(begin)

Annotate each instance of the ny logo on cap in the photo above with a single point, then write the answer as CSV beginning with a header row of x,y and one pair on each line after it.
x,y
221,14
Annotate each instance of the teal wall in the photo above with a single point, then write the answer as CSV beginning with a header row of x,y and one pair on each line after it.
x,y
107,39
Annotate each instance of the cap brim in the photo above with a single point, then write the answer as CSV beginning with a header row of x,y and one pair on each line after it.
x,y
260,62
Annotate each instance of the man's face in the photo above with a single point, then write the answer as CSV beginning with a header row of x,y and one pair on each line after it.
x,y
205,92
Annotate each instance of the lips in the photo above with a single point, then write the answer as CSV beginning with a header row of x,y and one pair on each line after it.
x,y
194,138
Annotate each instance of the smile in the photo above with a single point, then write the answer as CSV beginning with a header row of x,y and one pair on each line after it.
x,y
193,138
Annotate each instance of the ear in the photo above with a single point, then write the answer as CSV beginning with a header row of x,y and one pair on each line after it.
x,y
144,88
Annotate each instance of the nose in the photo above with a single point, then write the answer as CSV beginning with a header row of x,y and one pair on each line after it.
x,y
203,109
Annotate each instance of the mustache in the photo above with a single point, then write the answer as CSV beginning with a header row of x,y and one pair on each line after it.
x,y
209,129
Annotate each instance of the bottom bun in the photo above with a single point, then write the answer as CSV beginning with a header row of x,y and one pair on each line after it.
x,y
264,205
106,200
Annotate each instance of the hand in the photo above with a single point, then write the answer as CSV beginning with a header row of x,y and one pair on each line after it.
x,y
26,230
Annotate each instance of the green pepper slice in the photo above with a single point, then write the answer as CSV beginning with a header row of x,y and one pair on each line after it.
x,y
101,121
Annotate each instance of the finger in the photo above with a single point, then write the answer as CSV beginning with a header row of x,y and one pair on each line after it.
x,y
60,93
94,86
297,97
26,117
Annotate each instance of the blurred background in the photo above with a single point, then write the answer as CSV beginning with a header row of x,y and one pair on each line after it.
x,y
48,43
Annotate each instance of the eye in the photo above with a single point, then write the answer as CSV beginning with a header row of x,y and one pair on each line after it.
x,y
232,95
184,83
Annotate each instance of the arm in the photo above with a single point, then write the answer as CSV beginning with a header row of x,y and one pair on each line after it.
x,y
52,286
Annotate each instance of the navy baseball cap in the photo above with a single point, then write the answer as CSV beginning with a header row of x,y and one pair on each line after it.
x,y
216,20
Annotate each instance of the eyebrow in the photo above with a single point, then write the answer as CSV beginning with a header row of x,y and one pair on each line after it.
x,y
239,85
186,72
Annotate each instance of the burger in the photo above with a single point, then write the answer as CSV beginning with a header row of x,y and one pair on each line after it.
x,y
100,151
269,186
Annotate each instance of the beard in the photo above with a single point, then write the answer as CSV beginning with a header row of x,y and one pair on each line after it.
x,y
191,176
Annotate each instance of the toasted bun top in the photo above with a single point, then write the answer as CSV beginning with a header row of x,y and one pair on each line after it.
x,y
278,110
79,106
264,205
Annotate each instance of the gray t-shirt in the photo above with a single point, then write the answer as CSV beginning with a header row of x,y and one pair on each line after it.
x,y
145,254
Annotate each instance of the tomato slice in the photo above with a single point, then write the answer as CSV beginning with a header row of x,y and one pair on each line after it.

(end)

■ PROBLEM TO SOLVE:
Starting with the line containing "Annotate each instance of the navy" and going on through the end of the records, write every line out again, requests included. Shift each x and y coordinate in the answers by adding 139 to it.

■ REPLY TO THE TASK:
Annotate each instance of the navy baseball cap in the photo above with a single point, then write the answer as CSV beginning with a header row of x,y and one pair on each line after it.
x,y
355,159
Annotate each instance of the eyebrow in the photo above with a single point, then write the answer as CSV beginning with a header row of x,y and one pair on each line after it.
x,y
378,224
325,211
Annotate each instance of the burger in the photo above with a single point, then write the answer as CSV beginning with a header row of x,y and one pair on each line after it.
x,y
239,290
408,325
Annotate each instance of the beard in the photo above with a single point, then write the answer as CSV beginning with a header row of x,y and one pair on each line after it.
x,y
330,315
Annotate each instance of the toasted bun top in the photo above with a single point, then write the answer as CSV beginning with a header row of x,y and one pair on each line after it.
x,y
417,249
218,245
403,344
Annotate each instance of the gray t-shirt in the photo above with a single point, then write the answer as CSV beginning with a header row of x,y and one pair on each line after it.
x,y
284,393
Annotate each instance of the tomato slice in the photo above with a single point, then write the answer as CSV beginning with a header row of x,y and one pair on each line after it.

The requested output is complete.